Ihre Aufgaben:
#1 Schreiben Sie aus dem Text zur Gurlitt-Ausstellung den Abschnitt zwischen „Gurlitt. Eine Bilanz.“ und „15. Januar 2023.“, beide eingeschlossen, wortgetreu ab.
#2 Führen Sie den Text zur Gurlitt-Ausstellung im Anschluss an seinen letzten Satz fort.

Untersuchter Text:
◆ ◆ ◆
Gurlitt. Eine Bilanz.
Kunstmuseum Bern, Hodlerstr. 12, Bern.
Dienstag 10.00 bis 21.00 Uhr, Mittwoch bis Sonntag 10.00 bis 17.00 Uhr.
Bis 15. Januar 2023.
www.kunstmuseumbern.ch

Zerrissene Moderne. Die Basler Ankäufe entarteter Kunst.
St. Alban-Graben 16, Basel.
Dienstag bis Sonntag 10.00 bis 18.00 Uhr, Donnerstag 10.00 bis 20.00 Uhr.
Bis 19. Februar 2023.
www.kunstmuseumbasel.ch

Gurlitt Bilanz
Max Beckmann, Zandvoordt Strandcafé, 1934, Kunstmuseum Bern, Legat Cornelius Gurlitt
Gurlitt Bilanz
Chargesheimer, Hildebrand Gurlitt, ohne Datum (um 1955), © Koblenz, Bundesarchiv, Nachlass Cornelius Gurlitt

Der Titel der Ausstellung im Kunstmuseum Bern „Gurlitt. Eine Bilanz“ klingt nach Schlussstrich. Doch genau dieser wird nicht gezogen, denn noch immer gibt es Werke aus der Sammlung Cornelius Gurlitt (1932-2014), deren Provenienz nicht lückenlos recherchiert werden konnte. Als das Kunstmuseum Bern im November 2014 das Erbe annimmt, ahnten wohl nur die wenigsten, mit wieviel Arbeit das Legat verbunden sein würde. Seit 2017 hat das Museum eine eigene Abteilung für Provenienzforschung und bemüht sich um Transparenz. Nicht ganz einfach in Fällen, in denen während des Nationalsozialismus und in der unmittelbaren Nachkriegszeit die eigentlichen Besitzerverhältnisse vorsätzlich verschleiert wurden – oft, wie die Ausstellung zeigt, auf behördliche Anordnung und mit erheblicher krimineller Energie. In mehreren Fällen konnten die ursprünglichen Besitzer ausgemacht werden, die Werke wurden restituiert oder andere Lösungen gefunden. Für die Recherche gibt es eine Onlinedatenbank zum Nachlass Gurlitt.
◆ ◆ ◆
Extrahierte Datensätze:
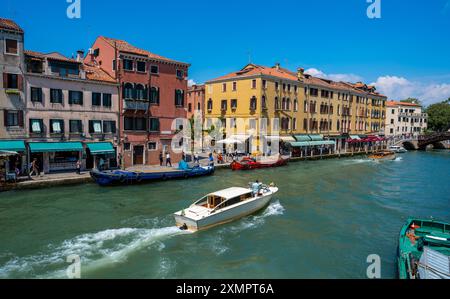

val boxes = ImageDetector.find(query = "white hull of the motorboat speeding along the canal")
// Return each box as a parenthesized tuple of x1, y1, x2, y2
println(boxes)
(174, 193, 273, 232)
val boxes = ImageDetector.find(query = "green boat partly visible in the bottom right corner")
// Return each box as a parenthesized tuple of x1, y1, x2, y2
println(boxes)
(397, 218, 450, 279)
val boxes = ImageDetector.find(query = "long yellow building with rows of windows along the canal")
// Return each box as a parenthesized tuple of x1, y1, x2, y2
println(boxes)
(205, 64, 386, 152)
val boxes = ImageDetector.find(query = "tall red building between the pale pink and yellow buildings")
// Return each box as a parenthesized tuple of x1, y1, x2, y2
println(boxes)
(85, 37, 189, 167)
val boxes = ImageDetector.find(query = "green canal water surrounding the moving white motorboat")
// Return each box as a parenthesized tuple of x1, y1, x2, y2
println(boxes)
(0, 151, 450, 278)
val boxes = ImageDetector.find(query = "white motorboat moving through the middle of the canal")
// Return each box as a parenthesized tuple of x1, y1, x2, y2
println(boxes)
(174, 184, 278, 232)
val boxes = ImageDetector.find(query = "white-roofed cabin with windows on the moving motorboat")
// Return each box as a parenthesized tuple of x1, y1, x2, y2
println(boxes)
(194, 187, 253, 210)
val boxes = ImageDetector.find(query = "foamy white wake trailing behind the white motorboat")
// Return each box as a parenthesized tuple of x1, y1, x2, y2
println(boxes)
(0, 226, 189, 278)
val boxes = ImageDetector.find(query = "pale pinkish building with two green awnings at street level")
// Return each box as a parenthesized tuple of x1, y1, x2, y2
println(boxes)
(25, 51, 119, 173)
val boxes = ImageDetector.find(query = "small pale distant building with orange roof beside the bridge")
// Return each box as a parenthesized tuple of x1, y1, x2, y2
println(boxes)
(385, 101, 428, 137)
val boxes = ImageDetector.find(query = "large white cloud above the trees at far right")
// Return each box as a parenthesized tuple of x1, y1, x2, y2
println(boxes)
(372, 76, 450, 105)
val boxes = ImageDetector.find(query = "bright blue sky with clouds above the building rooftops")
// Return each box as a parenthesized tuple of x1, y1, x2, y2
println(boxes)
(0, 0, 450, 104)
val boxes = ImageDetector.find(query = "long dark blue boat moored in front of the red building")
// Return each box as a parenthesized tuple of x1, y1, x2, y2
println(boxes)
(90, 161, 214, 186)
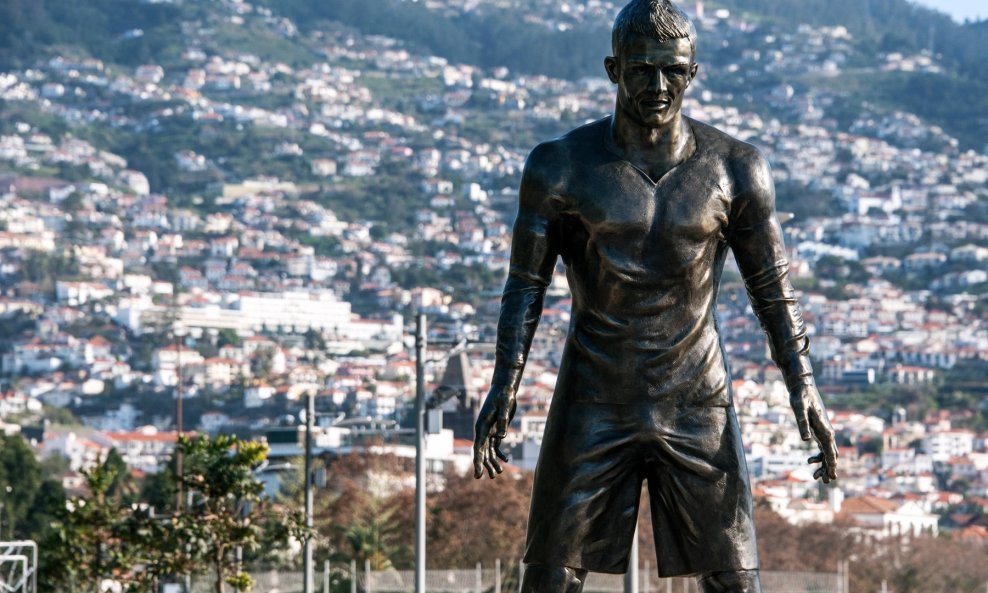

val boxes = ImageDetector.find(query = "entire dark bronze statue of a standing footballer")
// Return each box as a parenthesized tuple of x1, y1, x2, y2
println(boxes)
(474, 0, 837, 593)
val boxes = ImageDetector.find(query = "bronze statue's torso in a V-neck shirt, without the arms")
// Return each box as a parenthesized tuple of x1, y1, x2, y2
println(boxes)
(554, 120, 731, 405)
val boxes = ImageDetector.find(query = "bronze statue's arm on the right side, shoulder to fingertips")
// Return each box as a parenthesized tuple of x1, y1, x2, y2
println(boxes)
(728, 146, 837, 482)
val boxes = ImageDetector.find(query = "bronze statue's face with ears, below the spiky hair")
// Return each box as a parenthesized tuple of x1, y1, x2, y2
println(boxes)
(604, 34, 697, 128)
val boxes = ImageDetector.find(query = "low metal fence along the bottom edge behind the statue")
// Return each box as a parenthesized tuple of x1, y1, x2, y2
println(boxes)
(192, 565, 844, 593)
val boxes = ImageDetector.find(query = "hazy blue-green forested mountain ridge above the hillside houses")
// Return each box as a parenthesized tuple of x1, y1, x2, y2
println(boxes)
(0, 0, 988, 151)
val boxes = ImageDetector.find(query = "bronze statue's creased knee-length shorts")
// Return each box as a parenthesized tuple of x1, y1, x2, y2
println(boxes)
(525, 401, 758, 577)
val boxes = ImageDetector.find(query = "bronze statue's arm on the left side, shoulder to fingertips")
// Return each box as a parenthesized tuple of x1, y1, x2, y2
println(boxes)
(474, 144, 565, 478)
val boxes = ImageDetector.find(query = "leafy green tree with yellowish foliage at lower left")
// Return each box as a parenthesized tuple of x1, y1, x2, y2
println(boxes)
(40, 436, 303, 593)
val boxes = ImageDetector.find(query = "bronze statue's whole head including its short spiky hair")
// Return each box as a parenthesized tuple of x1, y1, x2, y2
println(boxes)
(604, 0, 697, 128)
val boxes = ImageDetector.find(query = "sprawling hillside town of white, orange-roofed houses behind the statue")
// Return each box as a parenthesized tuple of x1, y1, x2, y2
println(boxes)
(0, 0, 988, 543)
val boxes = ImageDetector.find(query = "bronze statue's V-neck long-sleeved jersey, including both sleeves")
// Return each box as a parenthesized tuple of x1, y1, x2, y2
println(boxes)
(495, 118, 812, 406)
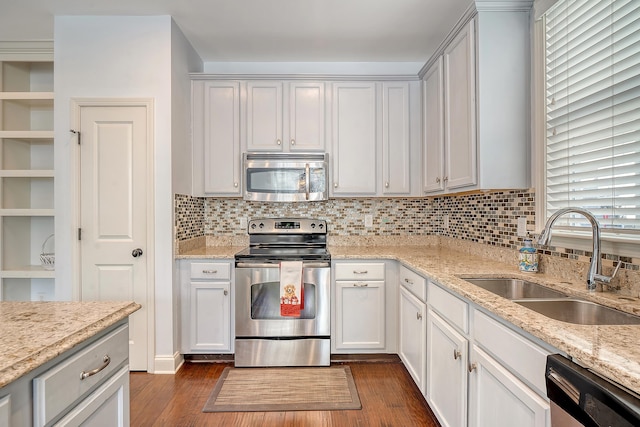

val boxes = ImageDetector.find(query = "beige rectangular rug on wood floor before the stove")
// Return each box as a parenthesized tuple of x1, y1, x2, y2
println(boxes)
(202, 366, 362, 412)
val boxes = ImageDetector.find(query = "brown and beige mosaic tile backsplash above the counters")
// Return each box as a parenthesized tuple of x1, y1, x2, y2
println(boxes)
(175, 190, 640, 271)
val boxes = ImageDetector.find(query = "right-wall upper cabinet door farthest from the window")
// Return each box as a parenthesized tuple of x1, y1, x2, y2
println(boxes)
(422, 57, 444, 193)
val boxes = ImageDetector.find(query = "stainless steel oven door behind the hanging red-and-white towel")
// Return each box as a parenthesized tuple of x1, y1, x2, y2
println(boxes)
(235, 263, 331, 339)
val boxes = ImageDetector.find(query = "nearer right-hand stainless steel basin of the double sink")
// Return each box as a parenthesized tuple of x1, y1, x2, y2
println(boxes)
(514, 298, 640, 325)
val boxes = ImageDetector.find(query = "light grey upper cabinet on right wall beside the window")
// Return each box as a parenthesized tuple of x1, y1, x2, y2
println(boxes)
(422, 5, 530, 194)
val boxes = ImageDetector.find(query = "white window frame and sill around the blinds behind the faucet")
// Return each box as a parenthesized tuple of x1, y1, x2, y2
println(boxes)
(531, 0, 640, 258)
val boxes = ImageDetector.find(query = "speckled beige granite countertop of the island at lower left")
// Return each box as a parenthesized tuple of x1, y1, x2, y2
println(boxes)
(0, 301, 140, 388)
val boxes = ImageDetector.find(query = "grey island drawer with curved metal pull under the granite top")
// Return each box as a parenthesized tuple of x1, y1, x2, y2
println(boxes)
◆ ◆ ◆
Antworten je Aufgabe:
#1
Gurlitt. Eine Bilanz.
Kunstmuseum Bern, Hodlerstr. 12, Bern.
Dienstag 10.00 bis 21.00 Uhr, Mittwoch bis Sonntag 10.00 bis 17.00 Uhr.
Bis 15. Januar 2023.

#2
Der Kunsthandel ist Teil des nationalsozialistischen Systems. Und Hildebrand Gurlitt, Vater von Cornelius Gurlitt, ist einer der Akteure. Zwar erwarb er auch rechtmäßig Kunst, doch er kaufte aus Vermögenseinziehungen oder von Verfolgten sowie aus der Beschlagnahmemasse „Entartete Kunst“ des Propagandaministeriums. Und er nutzte für seine Geschäfte sein Insiderwissen. Ab 1941 wird er Einkäufer auf dem französischen Kunstmarkt für deutsche Sammler und Museen. Trotz allem wird er später als „Mitläufer“ eingestuft werden.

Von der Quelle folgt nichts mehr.